■ Given records
□ □ □ □

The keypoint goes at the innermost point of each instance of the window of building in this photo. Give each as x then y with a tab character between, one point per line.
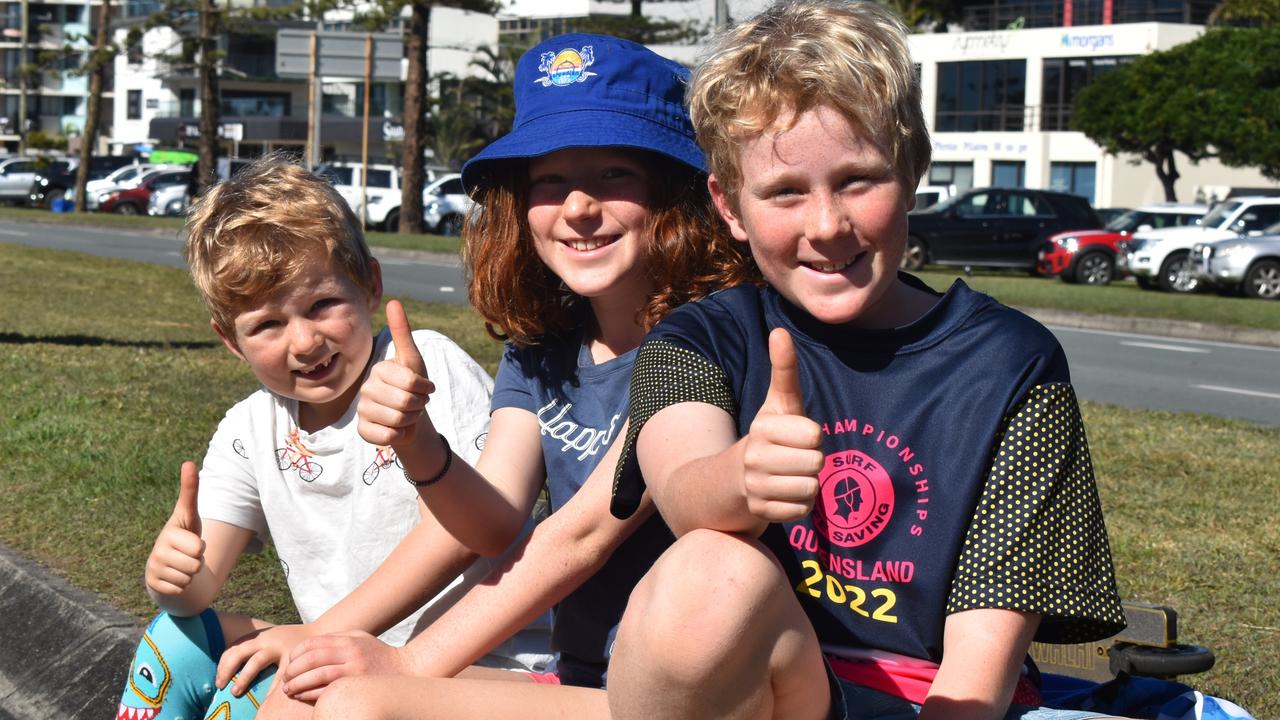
133	105
982	96
1077	178
1063	78
1009	173
959	174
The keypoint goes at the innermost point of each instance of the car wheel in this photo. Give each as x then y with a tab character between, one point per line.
917	254
1095	268
449	226
1262	281
1175	274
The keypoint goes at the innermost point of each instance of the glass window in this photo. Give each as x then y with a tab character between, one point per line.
981	96
959	174
1077	178
1008	173
1063	78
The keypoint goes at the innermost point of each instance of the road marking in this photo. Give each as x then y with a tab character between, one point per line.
1161	346
1240	391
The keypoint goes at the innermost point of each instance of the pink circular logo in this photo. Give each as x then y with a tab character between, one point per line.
855	499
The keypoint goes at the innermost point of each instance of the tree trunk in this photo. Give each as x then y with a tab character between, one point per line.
1166	171
208	45
415	119
88	137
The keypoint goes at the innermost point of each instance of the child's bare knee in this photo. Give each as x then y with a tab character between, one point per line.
347	698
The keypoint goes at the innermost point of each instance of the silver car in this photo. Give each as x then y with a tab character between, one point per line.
1243	264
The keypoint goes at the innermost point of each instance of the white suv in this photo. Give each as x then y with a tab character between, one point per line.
1161	259
380	197
444	205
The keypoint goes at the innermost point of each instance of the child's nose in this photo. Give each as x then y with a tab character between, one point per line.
580	204
827	218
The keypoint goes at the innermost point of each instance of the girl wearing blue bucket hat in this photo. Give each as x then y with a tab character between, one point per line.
593	222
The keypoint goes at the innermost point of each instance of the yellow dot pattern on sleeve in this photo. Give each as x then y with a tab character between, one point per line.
664	374
1037	541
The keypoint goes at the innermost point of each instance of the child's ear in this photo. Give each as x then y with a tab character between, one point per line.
726	208
375	297
228	341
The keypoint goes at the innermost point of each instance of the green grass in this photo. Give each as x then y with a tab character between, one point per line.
112	377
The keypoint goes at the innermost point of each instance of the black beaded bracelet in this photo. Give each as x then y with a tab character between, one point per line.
438	477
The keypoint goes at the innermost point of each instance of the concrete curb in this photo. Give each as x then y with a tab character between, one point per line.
63	651
1156	327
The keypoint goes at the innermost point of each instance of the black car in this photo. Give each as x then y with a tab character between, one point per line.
53	181
993	227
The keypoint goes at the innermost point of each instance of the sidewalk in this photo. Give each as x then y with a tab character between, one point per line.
64	652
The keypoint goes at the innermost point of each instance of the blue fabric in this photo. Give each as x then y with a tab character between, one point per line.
580	409
173	671
1138	697
594	91
909	418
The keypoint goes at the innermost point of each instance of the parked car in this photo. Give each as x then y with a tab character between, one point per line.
18	173
123	178
135	200
54	181
993	227
929	195
382	195
1160	259
1249	265
170	199
1089	256
446	205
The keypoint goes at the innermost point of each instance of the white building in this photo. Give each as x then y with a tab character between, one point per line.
999	106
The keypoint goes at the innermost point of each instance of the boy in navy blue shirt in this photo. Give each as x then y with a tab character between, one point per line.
882	495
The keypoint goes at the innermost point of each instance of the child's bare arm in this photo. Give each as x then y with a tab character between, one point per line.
982	656
191	560
484	516
702	475
561	554
423	564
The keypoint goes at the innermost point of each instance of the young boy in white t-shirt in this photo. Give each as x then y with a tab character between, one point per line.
291	287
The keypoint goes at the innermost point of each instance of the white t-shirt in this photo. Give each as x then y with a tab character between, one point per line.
334	505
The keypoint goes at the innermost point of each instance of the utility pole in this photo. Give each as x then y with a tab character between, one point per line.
22	83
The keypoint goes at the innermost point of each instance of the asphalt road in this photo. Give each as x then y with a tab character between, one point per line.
1134	370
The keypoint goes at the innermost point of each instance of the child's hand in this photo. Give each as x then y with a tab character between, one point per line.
782	455
179	551
321	660
393	399
257	651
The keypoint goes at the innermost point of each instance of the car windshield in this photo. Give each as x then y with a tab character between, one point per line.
1219	215
1128	222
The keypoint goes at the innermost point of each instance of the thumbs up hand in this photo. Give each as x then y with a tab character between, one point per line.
782	454
179	551
393	399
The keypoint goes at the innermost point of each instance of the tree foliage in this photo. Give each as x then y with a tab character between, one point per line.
1215	96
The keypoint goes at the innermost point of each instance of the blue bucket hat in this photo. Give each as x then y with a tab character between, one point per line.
593	91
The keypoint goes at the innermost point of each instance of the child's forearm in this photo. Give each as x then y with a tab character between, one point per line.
982	659
485	516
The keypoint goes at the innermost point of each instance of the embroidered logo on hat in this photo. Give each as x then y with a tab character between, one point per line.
566	67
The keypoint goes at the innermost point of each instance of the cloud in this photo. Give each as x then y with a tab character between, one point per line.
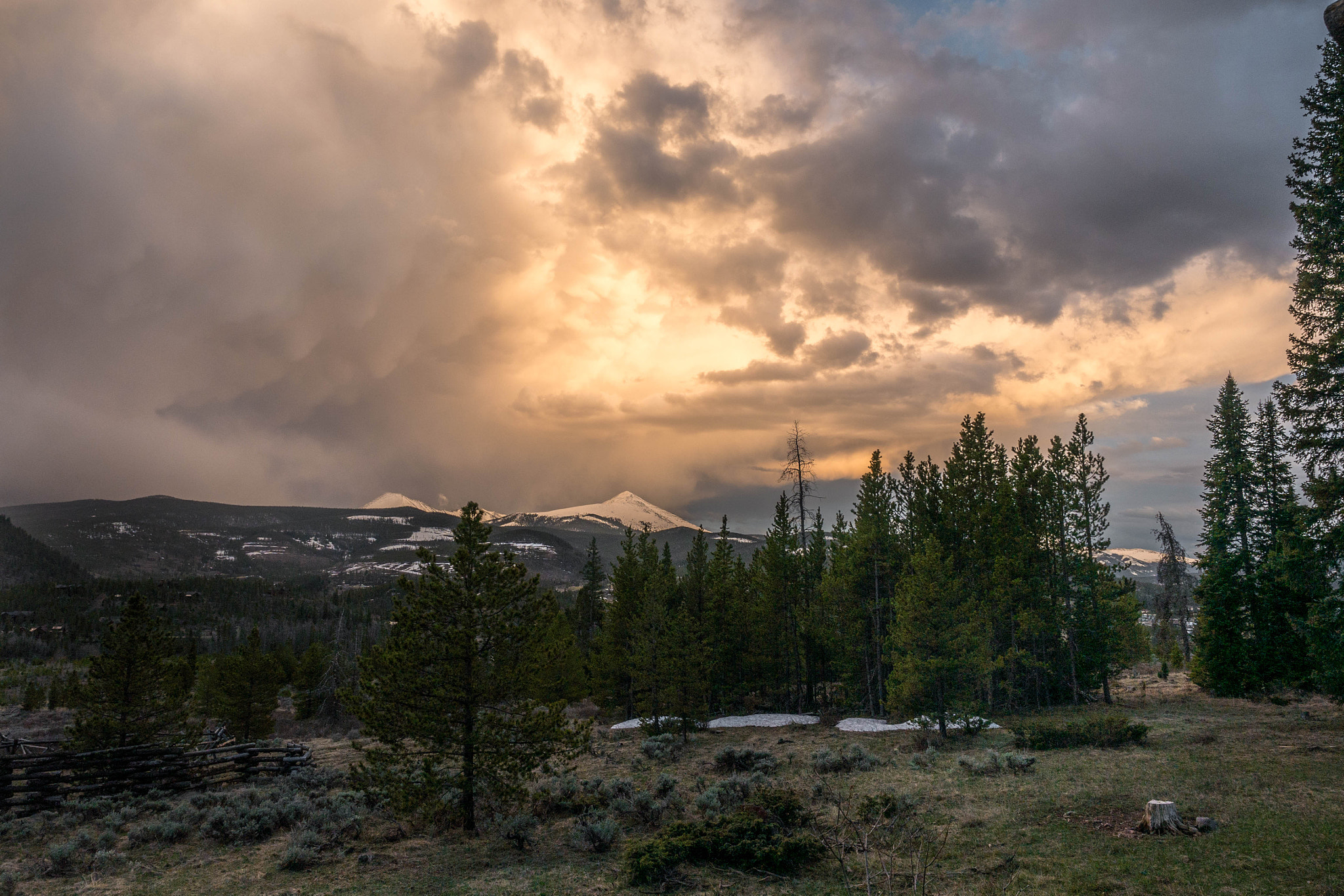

□ □ □ □

■ Instructions to follow
From the data above, keep only the lines that contain the string "child". The match is case-sensitive.

■ Reply
The keypoint goes at the innermost point of each instance of the child's bare knee in this photo. Give each as x then y with a tab character between, one point per line.
The keypoint goes at the innermost point of each instance of the child's nose in this photo. Give each as x then y with a tab character between, one point per line.
The keypoint goes at the innermost point of each instance of the child's ear in this photo. Give each as x then y with a tab character between, one point per line.
The keypoint goes at the innermost point of each instance of the child's bare arm in this photo. Give each as x then y with a tab character between, one point per line.
The keypoint goes at the innermost point of each instance of the child's hand in this photo. Give each as x then y with a tab character between, one point per line.
The keypoint goes at the innermost point of each instance of the child's forearm in this photo. Give each as x then y with a tab character between, one point per line.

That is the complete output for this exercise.